What the exercise asks: Starting at the line that contains "Identify one point on each instance of the cookie on", restate every line word for word through the end of the entries.

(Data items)
┄┄┄┄┄┄┄┄┄┄

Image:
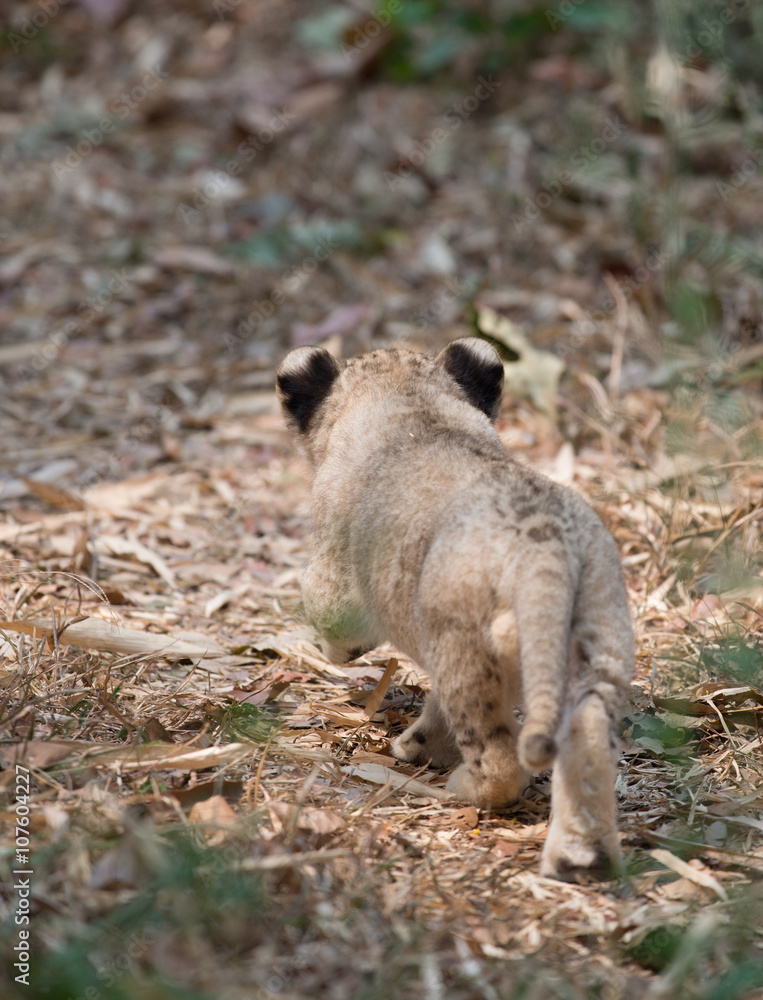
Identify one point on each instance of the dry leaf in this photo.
(373, 703)
(94, 633)
(53, 495)
(505, 848)
(465, 819)
(213, 811)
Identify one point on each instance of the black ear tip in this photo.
(303, 381)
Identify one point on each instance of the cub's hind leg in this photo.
(476, 694)
(582, 835)
(429, 740)
(583, 832)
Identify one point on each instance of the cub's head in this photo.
(468, 368)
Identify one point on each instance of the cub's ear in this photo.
(303, 382)
(477, 369)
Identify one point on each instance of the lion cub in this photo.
(503, 585)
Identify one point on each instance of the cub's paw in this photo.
(573, 860)
(421, 745)
(340, 654)
(488, 791)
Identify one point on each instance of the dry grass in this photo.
(213, 809)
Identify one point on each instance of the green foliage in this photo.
(287, 244)
(187, 890)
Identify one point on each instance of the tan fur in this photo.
(504, 586)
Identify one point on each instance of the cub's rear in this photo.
(504, 586)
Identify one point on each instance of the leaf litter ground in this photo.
(214, 811)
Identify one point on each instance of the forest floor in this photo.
(206, 807)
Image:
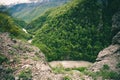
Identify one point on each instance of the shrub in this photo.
(105, 67)
(67, 78)
(25, 74)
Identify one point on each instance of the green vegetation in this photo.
(67, 78)
(75, 31)
(2, 58)
(25, 74)
(118, 65)
(31, 12)
(8, 24)
(106, 67)
(6, 74)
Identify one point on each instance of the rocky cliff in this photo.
(21, 61)
(110, 56)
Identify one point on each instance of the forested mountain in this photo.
(75, 31)
(10, 25)
(30, 11)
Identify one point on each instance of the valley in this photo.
(60, 40)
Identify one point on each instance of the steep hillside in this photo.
(30, 11)
(76, 31)
(8, 24)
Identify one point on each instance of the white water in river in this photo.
(70, 64)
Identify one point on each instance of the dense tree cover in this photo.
(76, 31)
(31, 11)
(7, 24)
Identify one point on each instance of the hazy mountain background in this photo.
(30, 11)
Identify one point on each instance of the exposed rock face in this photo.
(111, 55)
(23, 57)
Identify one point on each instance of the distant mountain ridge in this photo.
(31, 11)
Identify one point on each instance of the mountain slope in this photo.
(7, 24)
(75, 31)
(30, 11)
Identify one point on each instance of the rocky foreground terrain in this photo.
(22, 61)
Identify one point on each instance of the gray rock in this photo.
(116, 38)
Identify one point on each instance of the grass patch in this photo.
(66, 78)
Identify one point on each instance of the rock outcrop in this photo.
(111, 55)
(26, 62)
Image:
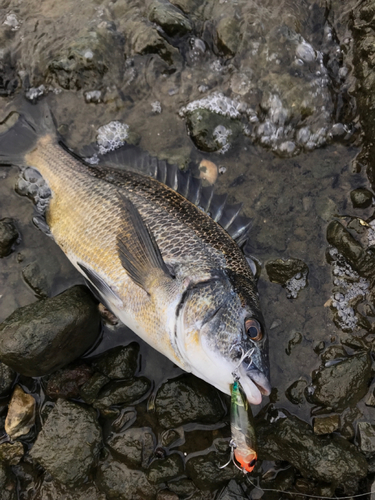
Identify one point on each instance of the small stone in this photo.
(124, 393)
(295, 392)
(134, 446)
(8, 236)
(37, 339)
(326, 425)
(169, 17)
(361, 198)
(228, 35)
(69, 442)
(366, 433)
(296, 338)
(341, 384)
(7, 376)
(187, 399)
(161, 471)
(21, 414)
(11, 453)
(36, 279)
(119, 363)
(66, 383)
(118, 482)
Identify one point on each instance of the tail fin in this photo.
(24, 123)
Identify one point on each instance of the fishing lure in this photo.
(243, 443)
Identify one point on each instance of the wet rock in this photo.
(342, 383)
(7, 376)
(11, 453)
(90, 390)
(120, 362)
(134, 446)
(8, 236)
(21, 414)
(330, 459)
(161, 471)
(66, 383)
(36, 279)
(210, 131)
(7, 484)
(361, 198)
(296, 338)
(228, 35)
(233, 492)
(296, 392)
(169, 17)
(205, 472)
(187, 399)
(118, 482)
(124, 393)
(366, 436)
(182, 487)
(69, 442)
(290, 273)
(326, 425)
(37, 339)
(82, 63)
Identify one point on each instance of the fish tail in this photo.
(21, 125)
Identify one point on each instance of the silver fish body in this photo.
(163, 266)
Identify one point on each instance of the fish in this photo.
(161, 252)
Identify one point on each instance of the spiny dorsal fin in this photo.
(137, 248)
(135, 159)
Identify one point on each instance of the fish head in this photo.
(220, 333)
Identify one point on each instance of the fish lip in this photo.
(258, 378)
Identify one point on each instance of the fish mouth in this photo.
(254, 382)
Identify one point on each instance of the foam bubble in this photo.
(112, 136)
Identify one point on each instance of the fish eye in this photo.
(253, 329)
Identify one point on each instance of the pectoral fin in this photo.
(137, 248)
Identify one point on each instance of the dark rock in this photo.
(296, 392)
(366, 436)
(161, 471)
(120, 362)
(182, 487)
(8, 487)
(8, 236)
(205, 470)
(330, 459)
(69, 442)
(67, 383)
(228, 35)
(124, 393)
(326, 425)
(169, 17)
(21, 414)
(11, 453)
(210, 131)
(341, 384)
(37, 339)
(7, 376)
(187, 399)
(83, 62)
(134, 446)
(90, 390)
(280, 271)
(361, 198)
(118, 482)
(36, 279)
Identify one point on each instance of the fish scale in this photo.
(161, 264)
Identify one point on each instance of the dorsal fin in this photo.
(135, 159)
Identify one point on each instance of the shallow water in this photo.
(290, 199)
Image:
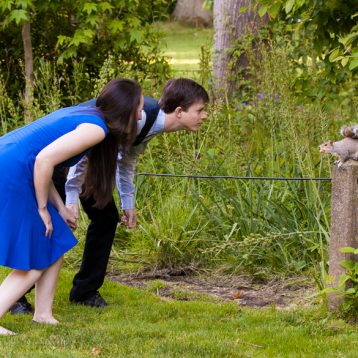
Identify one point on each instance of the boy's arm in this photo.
(73, 186)
(126, 166)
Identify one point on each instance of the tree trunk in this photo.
(230, 24)
(192, 11)
(29, 71)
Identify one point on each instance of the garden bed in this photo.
(245, 290)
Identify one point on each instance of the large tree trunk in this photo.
(29, 71)
(192, 11)
(230, 24)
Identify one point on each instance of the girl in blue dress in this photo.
(35, 225)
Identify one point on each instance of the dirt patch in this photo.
(246, 291)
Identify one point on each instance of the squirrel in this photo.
(346, 148)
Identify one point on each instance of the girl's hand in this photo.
(69, 218)
(46, 219)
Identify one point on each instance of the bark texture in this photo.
(29, 70)
(191, 11)
(344, 222)
(230, 25)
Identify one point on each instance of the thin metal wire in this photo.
(194, 176)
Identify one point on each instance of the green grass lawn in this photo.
(141, 324)
(183, 46)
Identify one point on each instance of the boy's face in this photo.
(192, 119)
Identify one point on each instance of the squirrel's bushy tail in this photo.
(350, 132)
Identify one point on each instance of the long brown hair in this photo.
(118, 103)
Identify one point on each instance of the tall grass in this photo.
(247, 226)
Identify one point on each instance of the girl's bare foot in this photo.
(6, 332)
(46, 320)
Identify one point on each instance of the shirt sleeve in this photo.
(75, 179)
(126, 166)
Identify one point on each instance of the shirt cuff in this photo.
(127, 202)
(72, 197)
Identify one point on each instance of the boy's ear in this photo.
(178, 111)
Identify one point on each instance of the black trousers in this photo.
(99, 240)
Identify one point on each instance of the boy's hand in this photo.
(129, 218)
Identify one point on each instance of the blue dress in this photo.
(23, 244)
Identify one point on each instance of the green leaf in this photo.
(19, 16)
(344, 61)
(348, 264)
(274, 10)
(136, 35)
(262, 10)
(116, 25)
(243, 9)
(89, 8)
(24, 4)
(353, 65)
(348, 250)
(289, 6)
(334, 54)
(106, 6)
(351, 291)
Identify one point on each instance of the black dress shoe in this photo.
(21, 307)
(96, 300)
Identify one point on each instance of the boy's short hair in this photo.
(181, 92)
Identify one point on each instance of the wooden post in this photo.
(344, 228)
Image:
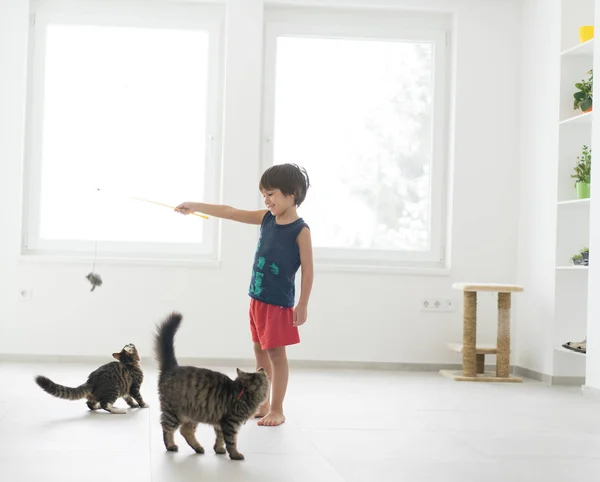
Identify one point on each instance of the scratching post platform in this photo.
(473, 355)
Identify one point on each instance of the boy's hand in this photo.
(186, 208)
(300, 314)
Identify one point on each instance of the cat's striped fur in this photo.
(106, 384)
(190, 395)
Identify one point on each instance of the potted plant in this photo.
(582, 258)
(583, 98)
(582, 176)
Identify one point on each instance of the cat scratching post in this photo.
(473, 355)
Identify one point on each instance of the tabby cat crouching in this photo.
(104, 385)
(190, 395)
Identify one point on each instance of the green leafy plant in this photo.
(583, 98)
(581, 258)
(583, 168)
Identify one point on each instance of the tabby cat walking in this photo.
(190, 395)
(106, 384)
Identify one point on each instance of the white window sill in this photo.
(117, 261)
(400, 270)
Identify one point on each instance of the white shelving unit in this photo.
(572, 214)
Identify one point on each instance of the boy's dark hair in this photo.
(288, 178)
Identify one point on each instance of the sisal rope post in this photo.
(480, 363)
(503, 341)
(470, 334)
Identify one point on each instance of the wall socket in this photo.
(25, 294)
(437, 304)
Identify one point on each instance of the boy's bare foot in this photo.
(263, 410)
(272, 419)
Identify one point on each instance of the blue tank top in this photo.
(276, 262)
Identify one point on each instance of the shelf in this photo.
(580, 119)
(583, 49)
(574, 201)
(564, 350)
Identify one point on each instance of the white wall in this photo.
(13, 56)
(537, 209)
(352, 316)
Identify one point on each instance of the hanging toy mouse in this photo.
(94, 279)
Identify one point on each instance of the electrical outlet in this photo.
(437, 304)
(25, 294)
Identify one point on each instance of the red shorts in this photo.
(272, 326)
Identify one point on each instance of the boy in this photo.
(284, 245)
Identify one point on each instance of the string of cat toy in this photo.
(149, 201)
(94, 278)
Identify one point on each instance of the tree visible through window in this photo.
(358, 114)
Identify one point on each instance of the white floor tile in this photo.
(343, 425)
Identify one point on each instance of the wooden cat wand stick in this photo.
(154, 202)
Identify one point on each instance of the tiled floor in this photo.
(342, 426)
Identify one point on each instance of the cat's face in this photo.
(255, 381)
(128, 354)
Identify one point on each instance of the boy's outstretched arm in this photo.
(223, 211)
(306, 264)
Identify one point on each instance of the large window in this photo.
(124, 100)
(360, 101)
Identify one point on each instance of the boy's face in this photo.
(277, 202)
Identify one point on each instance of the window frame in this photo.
(126, 14)
(373, 25)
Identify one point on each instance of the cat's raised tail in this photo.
(164, 348)
(60, 391)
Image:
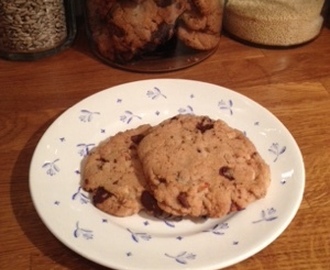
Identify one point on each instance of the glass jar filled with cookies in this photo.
(153, 35)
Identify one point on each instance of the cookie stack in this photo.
(122, 31)
(186, 166)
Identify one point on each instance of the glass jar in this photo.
(153, 35)
(274, 23)
(30, 30)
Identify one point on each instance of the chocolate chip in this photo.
(137, 138)
(162, 180)
(164, 3)
(183, 199)
(150, 203)
(227, 172)
(101, 195)
(202, 127)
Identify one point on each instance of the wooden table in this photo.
(294, 84)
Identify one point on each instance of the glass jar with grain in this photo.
(153, 35)
(274, 23)
(31, 30)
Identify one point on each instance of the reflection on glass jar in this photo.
(34, 29)
(153, 35)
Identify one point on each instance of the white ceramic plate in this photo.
(142, 242)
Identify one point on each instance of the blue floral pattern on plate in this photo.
(67, 210)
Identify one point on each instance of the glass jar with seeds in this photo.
(31, 30)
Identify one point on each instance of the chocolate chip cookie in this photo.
(132, 27)
(200, 24)
(196, 166)
(112, 173)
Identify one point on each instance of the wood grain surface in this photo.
(293, 83)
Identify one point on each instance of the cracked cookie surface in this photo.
(112, 173)
(196, 166)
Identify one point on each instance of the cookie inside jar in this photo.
(153, 35)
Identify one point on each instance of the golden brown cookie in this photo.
(112, 173)
(200, 25)
(131, 27)
(196, 166)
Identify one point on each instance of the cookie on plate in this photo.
(196, 166)
(112, 173)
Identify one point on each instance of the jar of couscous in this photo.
(153, 35)
(31, 30)
(274, 23)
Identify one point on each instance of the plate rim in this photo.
(178, 81)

┄┄┄┄┄┄┄┄┄┄

Output of the task:
Identify one point on each instance of the cookie on plate in this photo.
(196, 166)
(112, 173)
Identify one point on each instance of the jar of couscous in this photo.
(153, 35)
(31, 30)
(274, 23)
Identify one point on each instance of the plate rim in this photo.
(178, 81)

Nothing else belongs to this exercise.